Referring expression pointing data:
::::::
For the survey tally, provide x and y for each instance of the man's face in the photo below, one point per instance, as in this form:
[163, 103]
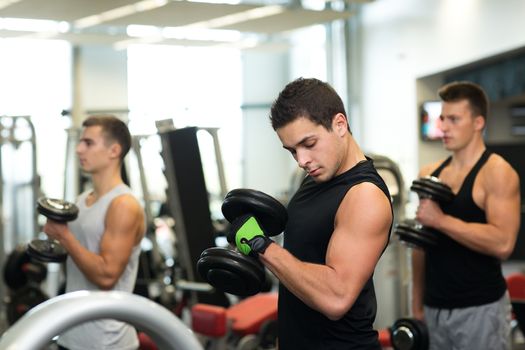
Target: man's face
[93, 150]
[318, 151]
[458, 124]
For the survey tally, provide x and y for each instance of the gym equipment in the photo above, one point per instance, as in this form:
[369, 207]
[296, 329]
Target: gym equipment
[412, 232]
[249, 324]
[20, 270]
[57, 210]
[409, 334]
[19, 186]
[34, 330]
[23, 300]
[228, 270]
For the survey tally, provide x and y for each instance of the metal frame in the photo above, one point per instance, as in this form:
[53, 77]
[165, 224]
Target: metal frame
[41, 324]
::::::
*DIRECTIONS*:
Search the entries above for lines containing the word "instance", and copy each one.

*EXPECTED ANSWER*:
For the survey tally, provide x and y for each instance of the man's face in the photo below, one point per instance, as in this form:
For the survey tally, provide x and y for each instance of the gym equipment in the photo above, one point per instance, as in this form:
For the survey tally, provide x and y for each instance of the metal frame in the photo above, one point per instance, as in this form:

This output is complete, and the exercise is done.